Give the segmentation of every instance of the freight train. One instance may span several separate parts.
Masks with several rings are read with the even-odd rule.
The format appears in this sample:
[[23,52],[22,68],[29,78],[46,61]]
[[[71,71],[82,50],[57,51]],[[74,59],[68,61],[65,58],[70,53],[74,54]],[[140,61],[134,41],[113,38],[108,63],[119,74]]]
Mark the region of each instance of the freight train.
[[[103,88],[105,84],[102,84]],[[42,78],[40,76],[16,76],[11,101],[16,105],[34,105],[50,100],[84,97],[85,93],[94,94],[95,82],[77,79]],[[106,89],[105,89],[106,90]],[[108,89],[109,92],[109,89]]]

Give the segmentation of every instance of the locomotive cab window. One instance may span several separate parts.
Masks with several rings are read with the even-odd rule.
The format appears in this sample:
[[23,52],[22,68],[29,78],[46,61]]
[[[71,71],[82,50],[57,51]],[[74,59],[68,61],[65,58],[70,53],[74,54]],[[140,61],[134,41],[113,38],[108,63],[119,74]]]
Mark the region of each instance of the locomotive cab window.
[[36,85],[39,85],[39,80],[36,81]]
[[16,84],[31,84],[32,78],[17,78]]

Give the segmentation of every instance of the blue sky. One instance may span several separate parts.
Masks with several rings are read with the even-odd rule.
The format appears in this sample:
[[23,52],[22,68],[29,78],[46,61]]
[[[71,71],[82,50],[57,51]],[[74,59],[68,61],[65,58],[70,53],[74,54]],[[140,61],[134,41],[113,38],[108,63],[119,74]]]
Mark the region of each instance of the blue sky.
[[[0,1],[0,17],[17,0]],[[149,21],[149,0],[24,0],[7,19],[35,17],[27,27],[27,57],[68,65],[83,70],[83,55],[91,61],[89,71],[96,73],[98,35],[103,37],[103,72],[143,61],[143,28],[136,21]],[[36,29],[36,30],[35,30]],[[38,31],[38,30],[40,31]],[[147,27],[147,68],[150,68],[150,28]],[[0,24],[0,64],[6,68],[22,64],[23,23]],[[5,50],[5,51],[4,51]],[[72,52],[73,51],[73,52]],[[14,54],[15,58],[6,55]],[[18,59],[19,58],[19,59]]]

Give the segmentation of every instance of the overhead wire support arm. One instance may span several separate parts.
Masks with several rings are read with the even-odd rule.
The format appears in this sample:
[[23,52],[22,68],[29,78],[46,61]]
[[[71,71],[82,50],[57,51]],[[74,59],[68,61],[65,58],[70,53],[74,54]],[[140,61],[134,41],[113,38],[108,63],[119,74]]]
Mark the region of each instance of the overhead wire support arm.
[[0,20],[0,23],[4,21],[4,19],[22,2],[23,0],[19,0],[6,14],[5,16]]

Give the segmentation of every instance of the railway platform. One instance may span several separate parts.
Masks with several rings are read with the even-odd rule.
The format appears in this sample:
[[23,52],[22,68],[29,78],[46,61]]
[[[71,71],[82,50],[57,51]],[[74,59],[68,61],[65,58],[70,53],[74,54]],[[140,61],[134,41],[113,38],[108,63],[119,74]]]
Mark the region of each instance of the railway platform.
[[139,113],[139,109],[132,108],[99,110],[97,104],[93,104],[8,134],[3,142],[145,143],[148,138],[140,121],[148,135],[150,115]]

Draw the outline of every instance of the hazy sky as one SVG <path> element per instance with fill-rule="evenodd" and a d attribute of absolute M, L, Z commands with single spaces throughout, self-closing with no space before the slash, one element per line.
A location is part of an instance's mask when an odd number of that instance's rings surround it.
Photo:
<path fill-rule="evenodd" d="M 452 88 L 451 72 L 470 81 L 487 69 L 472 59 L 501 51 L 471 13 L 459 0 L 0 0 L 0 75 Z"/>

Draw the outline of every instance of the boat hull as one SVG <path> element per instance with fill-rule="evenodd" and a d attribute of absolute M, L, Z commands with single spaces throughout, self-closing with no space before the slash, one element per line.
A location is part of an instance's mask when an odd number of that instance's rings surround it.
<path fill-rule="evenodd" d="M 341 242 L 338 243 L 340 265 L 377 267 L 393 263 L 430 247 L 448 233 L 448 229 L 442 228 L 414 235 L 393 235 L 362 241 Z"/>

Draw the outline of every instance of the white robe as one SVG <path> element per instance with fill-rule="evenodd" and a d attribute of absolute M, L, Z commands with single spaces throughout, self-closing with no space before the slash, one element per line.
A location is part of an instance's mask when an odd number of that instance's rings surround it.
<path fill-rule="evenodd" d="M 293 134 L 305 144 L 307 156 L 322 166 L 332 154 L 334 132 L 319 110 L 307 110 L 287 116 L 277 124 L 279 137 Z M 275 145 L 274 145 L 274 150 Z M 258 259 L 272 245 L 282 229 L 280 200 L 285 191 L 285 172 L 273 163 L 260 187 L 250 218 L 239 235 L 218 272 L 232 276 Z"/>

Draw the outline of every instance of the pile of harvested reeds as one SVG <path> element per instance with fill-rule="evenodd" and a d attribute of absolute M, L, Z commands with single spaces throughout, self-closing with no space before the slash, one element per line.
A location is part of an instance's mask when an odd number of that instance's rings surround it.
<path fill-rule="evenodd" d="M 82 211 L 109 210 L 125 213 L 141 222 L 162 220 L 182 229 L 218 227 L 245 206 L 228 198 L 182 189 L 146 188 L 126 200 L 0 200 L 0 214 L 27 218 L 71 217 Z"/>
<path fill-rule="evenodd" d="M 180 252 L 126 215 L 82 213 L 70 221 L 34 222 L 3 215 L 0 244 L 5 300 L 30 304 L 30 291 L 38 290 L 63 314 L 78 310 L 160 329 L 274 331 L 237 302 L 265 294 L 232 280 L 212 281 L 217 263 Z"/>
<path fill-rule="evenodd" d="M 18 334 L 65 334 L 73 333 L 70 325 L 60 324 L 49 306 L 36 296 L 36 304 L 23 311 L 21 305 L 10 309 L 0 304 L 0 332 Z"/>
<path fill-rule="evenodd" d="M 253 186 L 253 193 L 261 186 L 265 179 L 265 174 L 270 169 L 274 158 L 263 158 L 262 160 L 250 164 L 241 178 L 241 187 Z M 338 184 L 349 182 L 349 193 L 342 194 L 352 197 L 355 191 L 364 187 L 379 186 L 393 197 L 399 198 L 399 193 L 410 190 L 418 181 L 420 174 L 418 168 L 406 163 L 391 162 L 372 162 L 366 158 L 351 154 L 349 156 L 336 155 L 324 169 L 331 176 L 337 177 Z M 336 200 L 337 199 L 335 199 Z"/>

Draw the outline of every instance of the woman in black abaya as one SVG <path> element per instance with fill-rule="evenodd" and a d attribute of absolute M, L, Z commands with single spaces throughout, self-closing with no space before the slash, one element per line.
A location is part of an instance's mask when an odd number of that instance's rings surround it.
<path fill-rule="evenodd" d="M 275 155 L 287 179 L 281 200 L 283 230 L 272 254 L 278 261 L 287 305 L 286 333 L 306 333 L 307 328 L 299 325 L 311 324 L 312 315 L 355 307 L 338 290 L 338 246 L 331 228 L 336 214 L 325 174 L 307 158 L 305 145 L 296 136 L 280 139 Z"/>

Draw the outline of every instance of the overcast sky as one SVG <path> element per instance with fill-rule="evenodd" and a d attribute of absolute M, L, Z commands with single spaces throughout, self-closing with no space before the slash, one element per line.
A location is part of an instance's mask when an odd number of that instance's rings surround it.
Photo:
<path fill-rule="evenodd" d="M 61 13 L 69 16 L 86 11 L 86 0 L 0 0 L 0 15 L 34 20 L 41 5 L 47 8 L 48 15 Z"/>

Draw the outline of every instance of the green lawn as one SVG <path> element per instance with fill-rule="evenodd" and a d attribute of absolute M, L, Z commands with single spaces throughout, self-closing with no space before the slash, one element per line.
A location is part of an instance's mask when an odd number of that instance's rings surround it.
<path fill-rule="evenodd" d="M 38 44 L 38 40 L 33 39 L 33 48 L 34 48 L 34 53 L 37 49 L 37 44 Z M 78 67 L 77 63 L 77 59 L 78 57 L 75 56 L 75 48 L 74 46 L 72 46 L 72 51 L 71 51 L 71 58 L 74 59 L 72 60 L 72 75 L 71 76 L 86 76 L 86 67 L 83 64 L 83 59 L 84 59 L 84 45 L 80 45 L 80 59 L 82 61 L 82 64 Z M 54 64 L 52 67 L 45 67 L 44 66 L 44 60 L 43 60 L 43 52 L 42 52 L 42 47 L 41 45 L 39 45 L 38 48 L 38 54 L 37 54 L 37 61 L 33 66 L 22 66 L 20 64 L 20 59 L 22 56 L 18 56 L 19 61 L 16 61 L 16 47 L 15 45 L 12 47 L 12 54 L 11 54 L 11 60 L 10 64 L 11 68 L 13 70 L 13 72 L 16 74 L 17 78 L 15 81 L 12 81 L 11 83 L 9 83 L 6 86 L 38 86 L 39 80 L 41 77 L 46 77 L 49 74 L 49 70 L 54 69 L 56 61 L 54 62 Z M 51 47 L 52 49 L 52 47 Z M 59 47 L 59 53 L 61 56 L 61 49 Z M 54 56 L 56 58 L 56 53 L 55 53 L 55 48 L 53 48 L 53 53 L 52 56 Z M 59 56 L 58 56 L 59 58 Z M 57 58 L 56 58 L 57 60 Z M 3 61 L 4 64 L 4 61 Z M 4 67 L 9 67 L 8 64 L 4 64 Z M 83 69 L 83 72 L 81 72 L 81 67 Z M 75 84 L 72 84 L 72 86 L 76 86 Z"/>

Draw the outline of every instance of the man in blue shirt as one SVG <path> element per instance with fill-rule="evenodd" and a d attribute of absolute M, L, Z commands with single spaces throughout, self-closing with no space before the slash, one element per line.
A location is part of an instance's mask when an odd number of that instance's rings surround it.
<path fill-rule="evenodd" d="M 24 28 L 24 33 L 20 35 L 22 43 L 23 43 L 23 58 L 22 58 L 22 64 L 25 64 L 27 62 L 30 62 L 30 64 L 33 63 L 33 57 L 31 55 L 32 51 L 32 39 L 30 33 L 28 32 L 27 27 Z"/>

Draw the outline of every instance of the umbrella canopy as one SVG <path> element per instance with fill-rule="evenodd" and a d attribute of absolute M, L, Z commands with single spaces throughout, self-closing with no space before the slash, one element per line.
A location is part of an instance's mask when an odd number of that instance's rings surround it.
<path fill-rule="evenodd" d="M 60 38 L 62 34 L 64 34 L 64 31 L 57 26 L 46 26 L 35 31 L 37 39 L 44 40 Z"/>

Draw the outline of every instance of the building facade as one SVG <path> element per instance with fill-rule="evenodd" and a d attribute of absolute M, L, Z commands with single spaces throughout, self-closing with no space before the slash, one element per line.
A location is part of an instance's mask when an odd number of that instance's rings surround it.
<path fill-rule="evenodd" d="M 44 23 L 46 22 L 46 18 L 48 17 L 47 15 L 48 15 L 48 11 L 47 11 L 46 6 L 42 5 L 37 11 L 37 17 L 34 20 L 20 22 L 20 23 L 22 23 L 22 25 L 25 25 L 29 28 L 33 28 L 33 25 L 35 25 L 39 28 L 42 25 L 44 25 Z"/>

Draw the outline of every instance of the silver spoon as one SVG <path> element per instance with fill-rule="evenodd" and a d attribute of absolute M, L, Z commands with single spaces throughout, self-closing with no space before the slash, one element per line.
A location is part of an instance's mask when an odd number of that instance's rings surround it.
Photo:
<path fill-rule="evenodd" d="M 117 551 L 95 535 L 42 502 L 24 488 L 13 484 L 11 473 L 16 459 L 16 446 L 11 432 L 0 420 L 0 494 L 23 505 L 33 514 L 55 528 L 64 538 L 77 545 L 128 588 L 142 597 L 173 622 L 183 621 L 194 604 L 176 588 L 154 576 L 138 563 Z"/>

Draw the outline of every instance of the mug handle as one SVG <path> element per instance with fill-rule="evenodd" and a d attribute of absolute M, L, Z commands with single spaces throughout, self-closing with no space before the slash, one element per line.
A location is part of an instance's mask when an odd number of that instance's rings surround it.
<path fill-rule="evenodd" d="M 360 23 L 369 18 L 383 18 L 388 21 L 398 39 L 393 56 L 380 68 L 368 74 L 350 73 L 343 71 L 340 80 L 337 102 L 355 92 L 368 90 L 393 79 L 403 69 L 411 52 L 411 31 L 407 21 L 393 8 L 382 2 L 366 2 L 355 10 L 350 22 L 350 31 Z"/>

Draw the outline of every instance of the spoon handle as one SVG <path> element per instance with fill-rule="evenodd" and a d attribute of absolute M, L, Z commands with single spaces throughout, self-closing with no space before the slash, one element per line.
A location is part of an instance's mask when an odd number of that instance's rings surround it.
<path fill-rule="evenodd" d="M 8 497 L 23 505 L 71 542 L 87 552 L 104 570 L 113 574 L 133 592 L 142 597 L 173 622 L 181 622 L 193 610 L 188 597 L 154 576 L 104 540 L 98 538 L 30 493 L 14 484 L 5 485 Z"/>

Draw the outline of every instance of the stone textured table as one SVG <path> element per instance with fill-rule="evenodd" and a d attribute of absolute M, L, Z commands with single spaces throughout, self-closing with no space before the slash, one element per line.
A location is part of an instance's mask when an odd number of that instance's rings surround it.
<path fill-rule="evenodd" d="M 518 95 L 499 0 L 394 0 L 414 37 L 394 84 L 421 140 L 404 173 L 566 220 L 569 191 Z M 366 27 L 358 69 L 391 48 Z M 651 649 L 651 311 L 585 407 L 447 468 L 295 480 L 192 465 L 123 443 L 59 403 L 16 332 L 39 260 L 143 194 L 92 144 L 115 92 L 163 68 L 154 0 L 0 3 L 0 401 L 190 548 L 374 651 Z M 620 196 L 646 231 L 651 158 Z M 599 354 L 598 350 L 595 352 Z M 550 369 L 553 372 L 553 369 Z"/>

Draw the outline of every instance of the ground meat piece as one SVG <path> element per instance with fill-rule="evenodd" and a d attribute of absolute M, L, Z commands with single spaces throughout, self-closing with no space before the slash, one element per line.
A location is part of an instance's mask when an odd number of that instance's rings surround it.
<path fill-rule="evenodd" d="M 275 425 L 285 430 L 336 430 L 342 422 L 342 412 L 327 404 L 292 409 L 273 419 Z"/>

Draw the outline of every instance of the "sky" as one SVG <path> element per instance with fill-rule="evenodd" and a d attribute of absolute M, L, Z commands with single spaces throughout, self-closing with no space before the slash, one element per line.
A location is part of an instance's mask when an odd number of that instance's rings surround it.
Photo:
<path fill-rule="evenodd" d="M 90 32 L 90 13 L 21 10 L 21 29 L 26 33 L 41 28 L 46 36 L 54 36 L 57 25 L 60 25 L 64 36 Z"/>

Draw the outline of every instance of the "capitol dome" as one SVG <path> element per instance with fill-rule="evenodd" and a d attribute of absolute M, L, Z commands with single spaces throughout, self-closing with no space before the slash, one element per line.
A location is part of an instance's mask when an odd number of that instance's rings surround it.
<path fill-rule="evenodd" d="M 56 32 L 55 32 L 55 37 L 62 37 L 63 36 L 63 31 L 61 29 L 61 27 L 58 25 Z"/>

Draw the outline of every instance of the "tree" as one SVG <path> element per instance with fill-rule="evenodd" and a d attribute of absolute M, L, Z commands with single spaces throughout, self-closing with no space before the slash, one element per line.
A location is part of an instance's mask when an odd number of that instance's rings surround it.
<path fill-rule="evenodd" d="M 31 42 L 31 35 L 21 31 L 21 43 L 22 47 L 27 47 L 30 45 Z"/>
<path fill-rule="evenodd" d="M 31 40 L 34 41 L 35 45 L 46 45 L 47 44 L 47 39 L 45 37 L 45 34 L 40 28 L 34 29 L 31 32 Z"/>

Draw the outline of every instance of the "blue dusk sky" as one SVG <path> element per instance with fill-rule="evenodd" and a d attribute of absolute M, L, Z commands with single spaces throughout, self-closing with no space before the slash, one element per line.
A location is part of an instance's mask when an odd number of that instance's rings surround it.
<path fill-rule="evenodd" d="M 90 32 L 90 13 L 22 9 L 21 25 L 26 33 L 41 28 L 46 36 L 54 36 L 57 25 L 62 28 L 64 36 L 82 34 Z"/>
──────
* _Problem statement_: Change "freight train" to "cargo train" in the records from the start through the line that contains "[[16,84],[31,84],[32,78],[17,78]]", keeping everything else the same. Give only those lines.

* _Problem solution_:
Give the segmentation of every instance of the cargo train. One instance may span several separate parts.
Masks with several rings are read with the even-odd rule.
The format appears in this sample:
[[23,52],[22,68],[29,78],[46,61]]
[[[71,71],[82,50],[57,51]],[[74,59],[68,61],[65,58],[70,53],[74,54]],[[140,61],[134,41],[113,38],[108,63],[119,74]]]
Mark the region of each instance of the cargo train.
[[[103,88],[105,84],[102,84]],[[42,78],[40,76],[16,76],[11,101],[16,105],[34,105],[50,100],[84,97],[85,93],[94,94],[95,82],[77,79]],[[106,89],[105,89],[106,90]],[[108,89],[109,92],[109,89]]]

Give the segmentation of every instance of the locomotive cab window. One instance may span several separate parts.
Masks with several rings are read with the even-odd rule.
The format appears in this sample:
[[23,52],[22,68],[29,78],[46,61]]
[[[71,71],[82,50],[57,51]],[[74,59],[68,61],[65,58],[70,53],[74,54]],[[140,61],[134,41],[113,38],[108,63],[119,74]]]
Mark the region of each instance of the locomotive cab window.
[[36,85],[39,85],[39,80],[36,81]]
[[16,84],[31,84],[32,78],[17,78]]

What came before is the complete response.